> Written exercise
Tally the lines in the entries below that contain the string "shirt" and reply with only the number. Case counts.

Pointing dataset records:
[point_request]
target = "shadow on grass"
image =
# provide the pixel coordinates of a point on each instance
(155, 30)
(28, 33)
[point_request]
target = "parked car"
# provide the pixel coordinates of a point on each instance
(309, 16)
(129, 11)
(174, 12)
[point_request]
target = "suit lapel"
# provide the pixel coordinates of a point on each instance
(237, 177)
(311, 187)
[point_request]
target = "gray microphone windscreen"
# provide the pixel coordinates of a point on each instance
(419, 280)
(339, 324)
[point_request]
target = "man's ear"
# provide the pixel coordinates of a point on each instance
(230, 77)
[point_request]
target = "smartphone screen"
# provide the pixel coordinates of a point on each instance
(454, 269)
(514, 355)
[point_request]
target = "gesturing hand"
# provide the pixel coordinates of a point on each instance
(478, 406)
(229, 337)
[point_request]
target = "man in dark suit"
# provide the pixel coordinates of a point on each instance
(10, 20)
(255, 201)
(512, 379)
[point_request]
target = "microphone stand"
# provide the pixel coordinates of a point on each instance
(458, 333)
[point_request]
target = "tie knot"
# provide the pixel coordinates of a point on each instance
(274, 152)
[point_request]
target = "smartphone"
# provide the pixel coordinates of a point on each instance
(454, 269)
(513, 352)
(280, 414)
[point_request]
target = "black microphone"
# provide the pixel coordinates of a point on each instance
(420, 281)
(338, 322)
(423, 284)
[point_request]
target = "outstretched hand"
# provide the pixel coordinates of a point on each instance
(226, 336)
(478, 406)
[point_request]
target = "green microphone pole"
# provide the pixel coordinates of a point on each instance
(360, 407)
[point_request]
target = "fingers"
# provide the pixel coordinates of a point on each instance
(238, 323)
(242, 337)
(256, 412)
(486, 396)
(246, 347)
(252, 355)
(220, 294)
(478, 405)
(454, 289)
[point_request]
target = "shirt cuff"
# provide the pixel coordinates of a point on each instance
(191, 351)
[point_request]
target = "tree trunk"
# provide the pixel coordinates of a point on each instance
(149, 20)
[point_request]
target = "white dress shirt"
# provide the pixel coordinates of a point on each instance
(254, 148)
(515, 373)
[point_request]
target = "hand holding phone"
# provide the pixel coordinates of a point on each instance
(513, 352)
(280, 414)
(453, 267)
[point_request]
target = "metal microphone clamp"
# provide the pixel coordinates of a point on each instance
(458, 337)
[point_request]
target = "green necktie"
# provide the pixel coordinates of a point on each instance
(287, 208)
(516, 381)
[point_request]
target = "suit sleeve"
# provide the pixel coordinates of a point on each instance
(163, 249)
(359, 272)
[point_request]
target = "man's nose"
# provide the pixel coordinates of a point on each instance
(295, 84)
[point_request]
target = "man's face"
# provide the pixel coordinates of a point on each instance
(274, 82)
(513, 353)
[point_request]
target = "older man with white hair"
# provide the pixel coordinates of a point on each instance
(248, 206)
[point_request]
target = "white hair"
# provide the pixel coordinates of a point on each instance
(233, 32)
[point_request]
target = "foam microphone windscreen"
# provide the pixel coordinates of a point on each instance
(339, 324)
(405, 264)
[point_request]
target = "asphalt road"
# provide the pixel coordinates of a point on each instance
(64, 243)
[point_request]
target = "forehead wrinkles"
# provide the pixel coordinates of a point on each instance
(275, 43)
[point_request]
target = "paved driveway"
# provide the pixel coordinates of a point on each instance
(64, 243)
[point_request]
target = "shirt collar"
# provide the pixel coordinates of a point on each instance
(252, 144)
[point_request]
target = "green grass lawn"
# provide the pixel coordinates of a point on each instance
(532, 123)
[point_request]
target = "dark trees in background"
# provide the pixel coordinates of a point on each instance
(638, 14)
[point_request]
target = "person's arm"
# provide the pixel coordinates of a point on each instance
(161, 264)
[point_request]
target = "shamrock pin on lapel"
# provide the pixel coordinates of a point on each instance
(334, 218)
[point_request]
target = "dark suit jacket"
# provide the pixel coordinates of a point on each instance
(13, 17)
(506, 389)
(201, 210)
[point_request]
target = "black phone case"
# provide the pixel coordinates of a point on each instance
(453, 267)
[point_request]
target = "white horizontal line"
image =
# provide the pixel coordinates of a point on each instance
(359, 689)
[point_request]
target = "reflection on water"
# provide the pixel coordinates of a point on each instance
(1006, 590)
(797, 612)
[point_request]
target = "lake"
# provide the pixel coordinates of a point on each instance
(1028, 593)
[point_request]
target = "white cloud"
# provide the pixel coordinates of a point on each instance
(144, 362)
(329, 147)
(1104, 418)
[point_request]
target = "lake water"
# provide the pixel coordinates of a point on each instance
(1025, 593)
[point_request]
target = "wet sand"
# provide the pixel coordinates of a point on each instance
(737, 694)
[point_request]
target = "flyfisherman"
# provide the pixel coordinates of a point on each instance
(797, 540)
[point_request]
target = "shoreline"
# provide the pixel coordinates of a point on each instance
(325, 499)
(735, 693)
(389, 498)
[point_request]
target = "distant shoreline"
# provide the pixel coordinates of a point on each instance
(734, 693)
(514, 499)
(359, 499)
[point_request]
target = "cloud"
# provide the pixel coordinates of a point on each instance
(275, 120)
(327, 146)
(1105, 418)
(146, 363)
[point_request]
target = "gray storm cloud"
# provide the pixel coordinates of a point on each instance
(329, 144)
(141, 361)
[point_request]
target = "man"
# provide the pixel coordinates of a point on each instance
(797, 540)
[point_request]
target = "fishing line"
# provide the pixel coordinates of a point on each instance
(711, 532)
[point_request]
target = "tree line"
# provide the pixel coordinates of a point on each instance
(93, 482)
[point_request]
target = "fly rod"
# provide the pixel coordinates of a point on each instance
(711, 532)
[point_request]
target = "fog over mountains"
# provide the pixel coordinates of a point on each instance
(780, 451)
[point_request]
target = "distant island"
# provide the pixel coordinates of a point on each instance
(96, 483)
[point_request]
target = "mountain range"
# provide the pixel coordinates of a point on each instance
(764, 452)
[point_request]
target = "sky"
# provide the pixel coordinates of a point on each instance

> Problem solution
3